> **EXERCISE DIRECTIONS**
Reproduce verbatim the portion of the passage on object constancy between "Object constancy. We" and "constantly feels loved.", inclusive.
## Begin EXCERPT PROVIDED
“A new command I give you: Love one another. As I have loved you, so you must love one another.”1
“What on earth is object constancy?” I can hear readers asking.
It’s something that we needed to have from earliest childhood and maintain throughout life. With it we have a much better chance of living life to the full. Without it we will “limp along in the shadows of life” eking out a meager existence with a sense that something is missing—like having a feeling of emptiness. In a vain attempt to fill this void we may use food and become a foodaholic, or become a workaholic keeping busy, busy, busy to avoid facing the pain of this inner emptiness. Or we may become an alcoholic or use drugs to deaden the pain, or keep looking for love in all the wrong places.
Object constancy. We need it for survival. So what is it?
When a child is first born, as long as it is wanted and loved, it will be bonded and attached to mother in a healthy way. Here it feels safe and secure. As the child grows it not only needs to be weaned from mother’s breast but also, little by little, from mother’s presence so it can begin to find its own identity. During this process, as long as it has a deep inner sense of being loved, mother can leave the room and baby feels fine. And as long as mother’s love is constant and baby is an object of mother’s love, the baby has object constancy. That is, it constantly feels loved.
However, if the baby doesn’t have this deep sense of love and security, it may panic when mother leaves the room. Or even when mother is there, without a sense of constant love, baby will feel very insecure, and cry. But if and when it cries repeatedly and mother isn’t there or doesn’t come to comfort it, it will eventually stop crying and turn its pain inward. It has a lack of object constancy.
## End EXCERPT PROVIDED
## Begin DATASET CONTENT
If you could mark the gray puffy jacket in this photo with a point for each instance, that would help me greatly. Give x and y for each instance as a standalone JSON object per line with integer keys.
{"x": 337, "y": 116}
## End DATASET CONTENT
> **SOLUTION BELOW**
Object constancy. We need it for survival. So what is it?
When a child is first born, as long as it is wanted and loved, it will be bonded and attached to mother in a healthy way. Here it feels safe and secure. As the child grows it not only needs to be weaned from mother’s breast but also, little by little, from mother’s presence so it can begin to find its own identity. During this process, as long as it has a deep inner sense of being loved, mother can leave the room and baby feels fine. And as long as mother’s love is constant and baby is an object of mother’s love, the baby has object constancy. That is, it constantly feels loved.